Challenge — Please lay out every line of the items below as a numbered list, skipping any blank lines and leaving the pictures out.

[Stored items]
+ + + +

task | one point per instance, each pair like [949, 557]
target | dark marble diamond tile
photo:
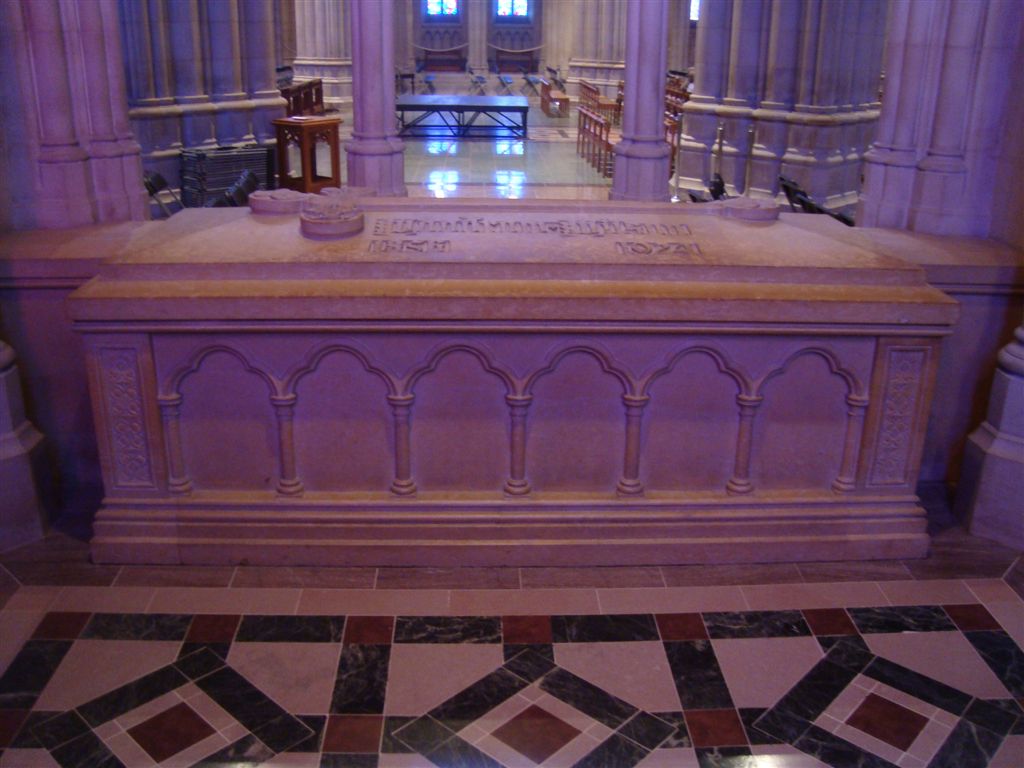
[247, 704]
[588, 697]
[812, 695]
[972, 617]
[681, 627]
[832, 750]
[10, 724]
[477, 699]
[647, 730]
[726, 757]
[850, 651]
[969, 744]
[448, 630]
[30, 672]
[85, 752]
[213, 628]
[24, 737]
[603, 629]
[258, 629]
[756, 624]
[901, 619]
[137, 627]
[715, 728]
[925, 688]
[998, 716]
[283, 732]
[361, 680]
[171, 731]
[459, 754]
[1003, 655]
[681, 737]
[200, 662]
[614, 751]
[315, 723]
[369, 630]
[829, 622]
[781, 725]
[248, 752]
[696, 674]
[888, 721]
[526, 630]
[424, 734]
[356, 733]
[529, 665]
[749, 715]
[60, 626]
[348, 761]
[536, 733]
[133, 694]
[59, 730]
[390, 744]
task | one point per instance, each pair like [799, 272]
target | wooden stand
[305, 132]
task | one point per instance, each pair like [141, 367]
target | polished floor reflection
[907, 664]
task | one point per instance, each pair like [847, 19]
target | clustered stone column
[200, 74]
[792, 89]
[943, 137]
[323, 36]
[78, 163]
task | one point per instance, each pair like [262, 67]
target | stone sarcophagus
[483, 382]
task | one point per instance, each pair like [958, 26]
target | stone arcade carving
[538, 388]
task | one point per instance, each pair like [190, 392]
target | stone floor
[894, 663]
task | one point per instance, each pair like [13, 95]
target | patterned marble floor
[908, 664]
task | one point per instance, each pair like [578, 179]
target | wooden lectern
[307, 133]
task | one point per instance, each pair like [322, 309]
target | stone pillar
[992, 479]
[259, 65]
[950, 85]
[225, 71]
[324, 46]
[642, 155]
[375, 154]
[197, 113]
[476, 29]
[22, 515]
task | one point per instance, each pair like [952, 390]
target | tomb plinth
[522, 383]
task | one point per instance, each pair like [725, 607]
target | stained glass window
[442, 7]
[513, 7]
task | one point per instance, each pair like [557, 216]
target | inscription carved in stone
[899, 406]
[123, 401]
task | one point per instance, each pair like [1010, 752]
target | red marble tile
[212, 628]
[60, 626]
[524, 630]
[369, 630]
[888, 721]
[715, 728]
[536, 733]
[681, 627]
[171, 731]
[10, 721]
[353, 733]
[829, 622]
[971, 617]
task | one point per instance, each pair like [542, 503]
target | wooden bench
[590, 96]
[554, 103]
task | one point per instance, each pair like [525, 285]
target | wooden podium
[306, 133]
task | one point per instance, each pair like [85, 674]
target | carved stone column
[992, 479]
[375, 155]
[642, 156]
[324, 50]
[22, 515]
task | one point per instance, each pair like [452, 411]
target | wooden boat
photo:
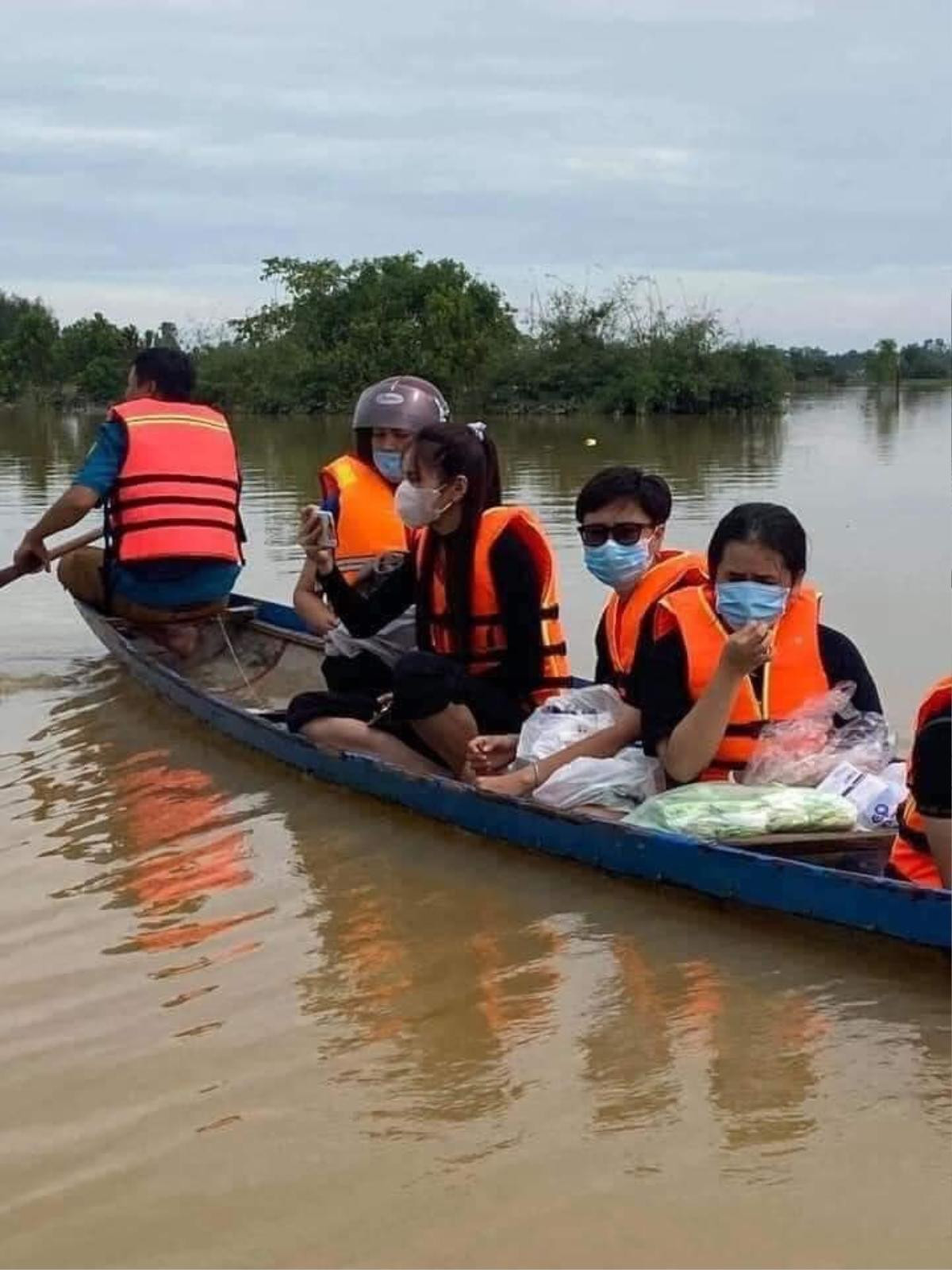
[248, 664]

+ + + +

The solution —
1. task | one point per instance, each pair like [949, 557]
2. target | dark marble diamond tile
3. photo:
4. [247, 704]
5. [588, 697]
6. [812, 695]
7. [972, 617]
8. [681, 627]
9. [832, 750]
10. [10, 724]
11. [477, 699]
12. [647, 730]
13. [726, 757]
14. [850, 651]
15. [969, 744]
16. [448, 630]
17. [30, 672]
18. [85, 752]
19. [213, 628]
20. [24, 737]
21. [603, 629]
22. [258, 629]
23. [756, 624]
24. [901, 619]
25. [137, 627]
26. [715, 728]
27. [925, 688]
28. [998, 716]
29. [283, 732]
30. [361, 680]
31. [171, 731]
32. [459, 754]
33. [1003, 655]
34. [681, 737]
35. [200, 662]
36. [614, 751]
37. [315, 723]
38. [369, 630]
39. [829, 622]
40. [781, 725]
41. [248, 752]
42. [696, 674]
43. [888, 721]
44. [526, 630]
45. [424, 734]
46. [356, 733]
47. [529, 665]
48. [749, 715]
49. [60, 626]
50. [348, 761]
51. [536, 733]
52. [133, 694]
53. [59, 730]
54. [390, 744]
55. task | one point per instance, each pair like [799, 272]
56. target | wooden stand
57. [305, 132]
58. task | one point per instance, each pair like [141, 367]
59. target | polished floor reflection
60. [907, 664]
61. task | one point per instance, each pair like [847, 19]
62. target | clustered stone column
63. [200, 74]
64. [792, 89]
65. [943, 137]
66. [323, 36]
67. [78, 163]
68. task | one point per instance, each pair like [262, 67]
69. target | stone sarcophagus
70. [483, 382]
71. task | one point per instance, each pair like [958, 26]
72. target | stone arcade carving
73. [538, 388]
74. task | one point per instance, each pair like [190, 392]
75. target | stone floor
76. [894, 663]
77. task | one point per instance, each pair like [13, 95]
78. target | patterned marble floor
79. [908, 664]
80. task | one point per instance, each pair like [578, 179]
81. target | wooden lectern
82. [307, 133]
83. task | one point per instance, each pair like [322, 309]
84. target | stone pillar
85. [992, 479]
86. [259, 65]
87. [950, 85]
88. [225, 71]
89. [324, 46]
90. [642, 155]
91. [375, 154]
92. [197, 113]
93. [476, 29]
94. [22, 515]
95. task | one point per instance, each pair like [952, 390]
96. target | tomb plinth
97. [522, 383]
98. task | one point per instance, each pair like [725, 607]
99. target | stained glass window
100. [442, 7]
101. [513, 7]
102. task | one point per instance, each pair like [557, 216]
103. target | inscription carved in stone
104. [899, 406]
105. [123, 401]
106. task | one point per instance, each pair like [1010, 752]
107. target | red marble tile
108. [212, 628]
109. [60, 626]
110. [524, 630]
111. [369, 630]
112. [888, 721]
113. [715, 728]
114. [536, 733]
115. [681, 627]
116. [171, 731]
117. [10, 721]
118. [353, 733]
119. [829, 622]
120. [971, 617]
121. task | one point per instance, each pair like [542, 503]
122. target | wooden bench
123. [590, 96]
124. [554, 103]
125. task | one point per instance, each pair like [525, 285]
126. target | wooden podium
127. [306, 133]
128. task | one point per instance, each pair like [85, 674]
129. target | carved stone column
130. [992, 479]
131. [375, 155]
132. [642, 156]
133. [324, 50]
134. [22, 515]
135. task | one point per instance, each pair like [452, 411]
136. target | wooden boat
137. photo:
138. [248, 664]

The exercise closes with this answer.